Without including any picture, return the complete set of records exactly.

(Point-per-instance localization data)
▬▬▬▬▬▬
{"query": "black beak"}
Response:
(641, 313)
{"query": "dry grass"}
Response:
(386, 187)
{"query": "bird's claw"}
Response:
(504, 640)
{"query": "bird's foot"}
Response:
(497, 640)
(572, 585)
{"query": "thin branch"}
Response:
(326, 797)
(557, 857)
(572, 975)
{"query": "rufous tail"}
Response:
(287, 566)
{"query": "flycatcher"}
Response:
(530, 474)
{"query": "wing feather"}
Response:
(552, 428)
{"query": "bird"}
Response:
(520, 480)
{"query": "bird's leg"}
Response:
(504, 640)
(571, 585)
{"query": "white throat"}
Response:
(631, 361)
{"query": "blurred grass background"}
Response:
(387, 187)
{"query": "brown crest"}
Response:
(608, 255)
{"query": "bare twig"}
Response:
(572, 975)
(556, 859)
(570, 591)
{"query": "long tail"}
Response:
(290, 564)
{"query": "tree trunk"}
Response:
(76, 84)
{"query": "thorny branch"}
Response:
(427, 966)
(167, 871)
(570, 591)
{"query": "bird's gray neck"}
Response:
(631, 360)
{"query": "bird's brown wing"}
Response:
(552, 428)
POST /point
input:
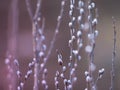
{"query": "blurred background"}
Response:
(50, 9)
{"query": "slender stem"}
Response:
(113, 56)
(11, 45)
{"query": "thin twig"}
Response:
(113, 56)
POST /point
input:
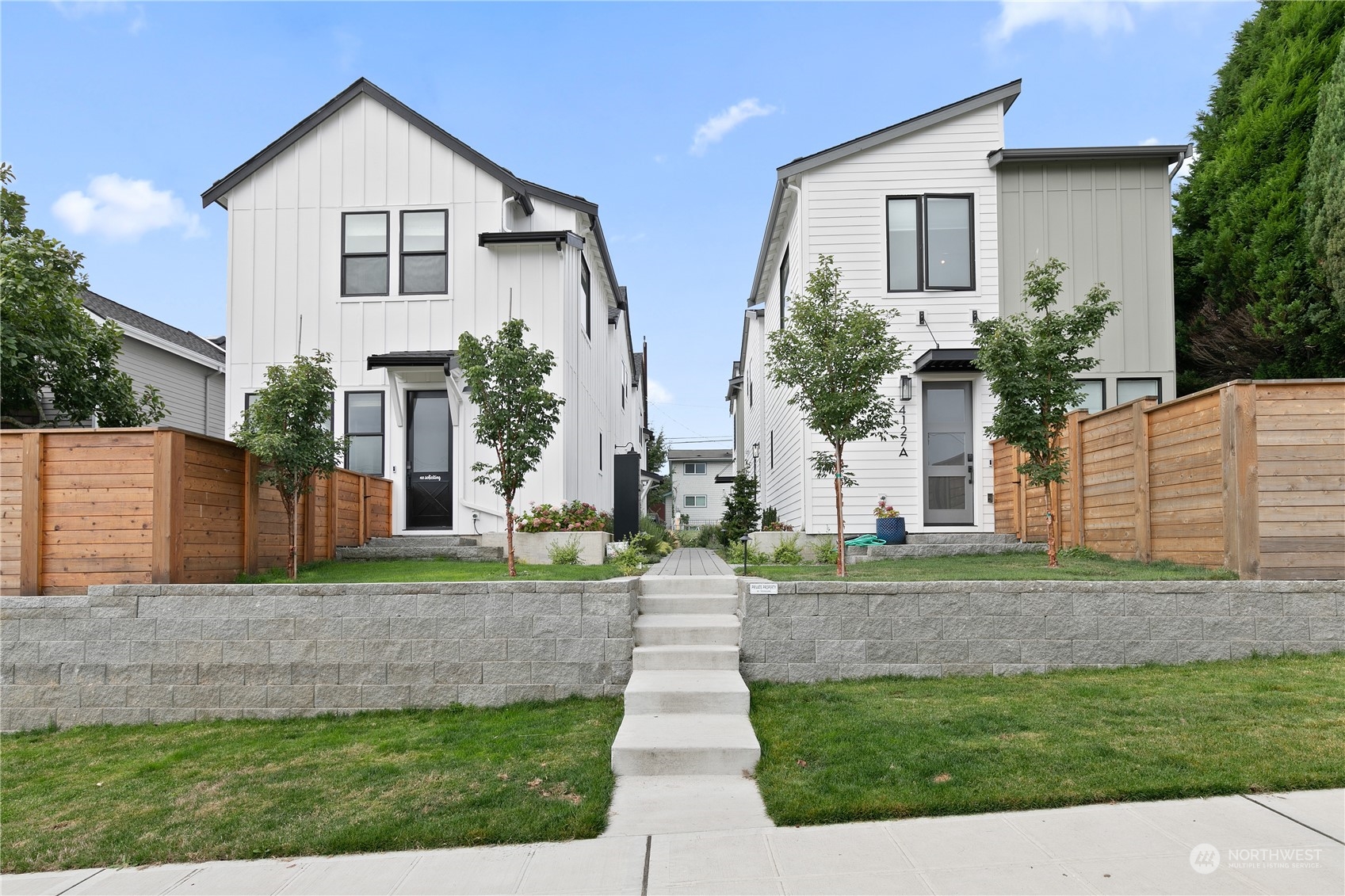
▬▬▬▬▬▬
## TASK SOLUTION:
{"query": "black beak"}
Response:
(641, 313)
{"query": "dry grass"}
Response:
(386, 187)
{"query": "bird's claw"}
Response:
(504, 640)
{"query": "bird's foot"}
Response:
(497, 640)
(572, 585)
{"query": "thin branch"}
Response:
(326, 797)
(557, 857)
(572, 975)
{"query": "rufous tail"}
Response:
(287, 566)
{"query": "flycatcher"}
Response:
(530, 474)
{"query": "wing feather"}
Response:
(552, 428)
{"query": "bird"}
Response:
(520, 480)
{"query": "bird's leg"}
Response:
(504, 640)
(571, 585)
{"query": "white throat"}
Response:
(631, 361)
{"query": "blurred grass background"}
Response:
(387, 187)
{"query": "brown crest"}
Response:
(608, 255)
{"query": "bare twig"}
Response:
(572, 975)
(556, 859)
(570, 591)
{"query": "long tail"}
Response:
(290, 564)
{"query": "tree trunk"}
Response:
(76, 84)
{"query": "thorny branch"}
Response:
(427, 966)
(167, 871)
(570, 591)
{"query": "bird's gray neck"}
Response:
(631, 360)
{"query": "bird's brown wing"}
Response:
(552, 428)
POST /point
input:
{"query": "blurred background"}
Response:
(50, 9)
{"query": "slender stem"}
Response:
(113, 56)
(11, 45)
{"query": "thin twig"}
Response:
(113, 56)
POST /point
input:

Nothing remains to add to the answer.